What is needed is an exact copy of the entries, with the pictures excluded.

[Image-backed grounding data]
---+---

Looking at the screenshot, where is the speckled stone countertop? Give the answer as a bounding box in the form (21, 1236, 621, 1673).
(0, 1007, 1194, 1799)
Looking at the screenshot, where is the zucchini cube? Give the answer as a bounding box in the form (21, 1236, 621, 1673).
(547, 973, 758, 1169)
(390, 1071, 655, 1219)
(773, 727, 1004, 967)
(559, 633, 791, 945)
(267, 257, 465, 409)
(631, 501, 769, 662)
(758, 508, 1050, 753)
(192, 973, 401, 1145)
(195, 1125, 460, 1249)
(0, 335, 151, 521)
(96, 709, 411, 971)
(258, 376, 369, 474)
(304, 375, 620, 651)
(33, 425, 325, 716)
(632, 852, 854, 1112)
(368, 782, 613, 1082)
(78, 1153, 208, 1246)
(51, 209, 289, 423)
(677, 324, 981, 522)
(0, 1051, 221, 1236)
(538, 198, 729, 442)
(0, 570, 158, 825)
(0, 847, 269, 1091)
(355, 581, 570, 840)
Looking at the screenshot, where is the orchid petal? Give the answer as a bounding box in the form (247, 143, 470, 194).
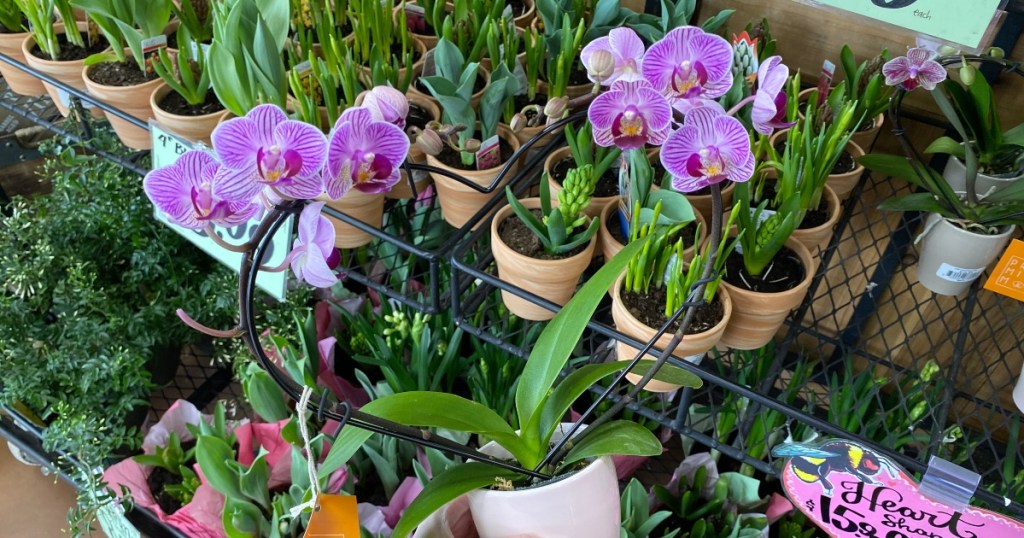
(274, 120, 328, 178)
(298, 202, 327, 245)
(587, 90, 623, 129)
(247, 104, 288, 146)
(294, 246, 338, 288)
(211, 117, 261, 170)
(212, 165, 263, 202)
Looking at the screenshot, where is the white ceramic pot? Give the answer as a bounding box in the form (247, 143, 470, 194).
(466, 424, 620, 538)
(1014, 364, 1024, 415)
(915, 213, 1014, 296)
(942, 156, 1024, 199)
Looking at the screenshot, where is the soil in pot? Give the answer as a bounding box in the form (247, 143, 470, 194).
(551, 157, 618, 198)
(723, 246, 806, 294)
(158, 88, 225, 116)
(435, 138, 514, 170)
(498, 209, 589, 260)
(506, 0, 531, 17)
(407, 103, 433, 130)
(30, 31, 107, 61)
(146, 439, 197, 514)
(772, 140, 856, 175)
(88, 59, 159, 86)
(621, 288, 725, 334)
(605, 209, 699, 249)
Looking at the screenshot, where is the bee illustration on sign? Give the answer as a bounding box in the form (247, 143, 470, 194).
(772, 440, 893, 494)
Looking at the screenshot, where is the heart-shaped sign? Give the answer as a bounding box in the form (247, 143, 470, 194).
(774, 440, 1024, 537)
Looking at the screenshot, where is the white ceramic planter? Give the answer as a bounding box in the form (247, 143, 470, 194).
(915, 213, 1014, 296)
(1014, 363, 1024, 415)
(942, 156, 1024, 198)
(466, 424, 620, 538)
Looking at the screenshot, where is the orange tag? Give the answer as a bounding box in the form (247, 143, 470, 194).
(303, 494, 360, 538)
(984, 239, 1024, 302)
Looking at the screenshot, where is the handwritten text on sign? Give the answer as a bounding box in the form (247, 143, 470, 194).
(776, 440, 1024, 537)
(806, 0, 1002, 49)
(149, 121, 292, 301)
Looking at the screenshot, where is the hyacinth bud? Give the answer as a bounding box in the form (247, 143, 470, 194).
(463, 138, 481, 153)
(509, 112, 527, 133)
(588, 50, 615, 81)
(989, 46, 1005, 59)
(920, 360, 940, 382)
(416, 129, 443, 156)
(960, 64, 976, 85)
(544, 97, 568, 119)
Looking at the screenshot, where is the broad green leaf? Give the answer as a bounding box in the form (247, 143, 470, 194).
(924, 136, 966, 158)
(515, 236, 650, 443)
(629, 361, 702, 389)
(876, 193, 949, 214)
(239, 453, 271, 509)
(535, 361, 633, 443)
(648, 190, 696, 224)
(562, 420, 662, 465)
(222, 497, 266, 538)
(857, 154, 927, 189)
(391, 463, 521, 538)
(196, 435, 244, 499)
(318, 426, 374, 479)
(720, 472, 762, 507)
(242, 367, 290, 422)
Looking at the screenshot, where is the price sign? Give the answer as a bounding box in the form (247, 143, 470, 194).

---+---

## Exercise solution
Looking at the screenshot, where is the speckled stone countertop? Give the answer as a bounding box in the form (21, 1236, 621, 1673).
(0, 1007, 1194, 1799)
Looking at the screenshot, where is the zucchini cube? Give the answer as a bounding box in the form (21, 1236, 621, 1673).
(547, 973, 758, 1169)
(390, 1071, 655, 1219)
(773, 727, 1004, 967)
(559, 633, 791, 945)
(267, 257, 465, 409)
(631, 501, 769, 662)
(758, 508, 1050, 753)
(192, 973, 401, 1145)
(195, 1125, 460, 1249)
(0, 335, 151, 521)
(96, 709, 411, 971)
(258, 376, 369, 474)
(304, 375, 620, 651)
(33, 425, 325, 716)
(632, 852, 854, 1112)
(368, 782, 613, 1082)
(78, 1153, 208, 1246)
(51, 209, 289, 423)
(677, 324, 981, 522)
(0, 1051, 221, 1236)
(538, 198, 729, 442)
(0, 570, 158, 825)
(0, 847, 269, 1091)
(355, 581, 570, 840)
Looking at the screenshot, where is the orchid petal? Give the answer as a bounding box in the form (247, 143, 470, 194).
(274, 120, 328, 178)
(298, 202, 327, 245)
(587, 90, 623, 129)
(247, 104, 288, 146)
(294, 246, 338, 288)
(211, 117, 261, 170)
(212, 165, 263, 202)
Looking at the screenshot, where is the white ceramic pot? Give the answer as a bounding box in the form (247, 143, 470, 194).
(466, 424, 620, 538)
(1014, 364, 1024, 415)
(915, 213, 1014, 296)
(942, 156, 1024, 199)
Looking at the screenshot, where is the soil in pot? Give the answer as a bounding box in the form (247, 143, 470, 194).
(551, 157, 618, 198)
(723, 246, 806, 294)
(158, 88, 225, 116)
(435, 138, 514, 170)
(498, 209, 589, 260)
(506, 0, 531, 17)
(407, 103, 433, 130)
(30, 31, 107, 61)
(146, 439, 197, 514)
(772, 140, 856, 175)
(88, 59, 159, 86)
(621, 288, 725, 334)
(605, 209, 699, 249)
Looking at the screenshot, where is the bee illustration on sign? Give the answer as a bounding box in the form (247, 143, 470, 194).
(772, 440, 893, 494)
Looking at the screenshot, where is the heart-shaped sign? Give the answer as a bounding box in the form (247, 143, 470, 194).
(774, 440, 1024, 537)
Looking at the screenshot, where is the white ceramic planter? Give the answer as a bounding box in the form (247, 143, 470, 194).
(915, 213, 1014, 296)
(1014, 363, 1024, 415)
(942, 156, 1024, 198)
(466, 424, 620, 538)
Looking at the screenshot, where is the orange tag? Give the answer as a bounding box in the form (247, 143, 470, 194).
(303, 494, 360, 538)
(984, 239, 1024, 302)
Looking at the screenshot, where is the handwritten text on sign? Give the answer as a bounding box in the form (247, 143, 470, 194).
(776, 440, 1024, 537)
(806, 0, 1002, 49)
(149, 121, 292, 301)
Looking at the screenshot, where is the hyacinth bud? Give the answer as a bounding box in the form (247, 143, 470, 194).
(463, 138, 481, 153)
(509, 112, 527, 133)
(588, 50, 615, 81)
(989, 46, 1005, 59)
(920, 360, 940, 382)
(416, 129, 443, 156)
(960, 64, 976, 85)
(544, 97, 568, 119)
Looking at the screenshot, where is the broad green leaf? Give the answer as a bounding box in the form (247, 143, 470, 194).
(924, 136, 966, 158)
(515, 236, 650, 443)
(629, 361, 702, 389)
(876, 193, 949, 214)
(239, 453, 271, 509)
(535, 361, 633, 443)
(648, 190, 696, 224)
(562, 420, 662, 465)
(222, 497, 266, 538)
(857, 154, 927, 189)
(391, 463, 521, 538)
(196, 435, 244, 499)
(318, 426, 374, 479)
(720, 472, 762, 507)
(242, 367, 290, 422)
Looking at the screenshot, where is the price sign? Give the answer as a bounding box in the form (247, 143, 470, 194).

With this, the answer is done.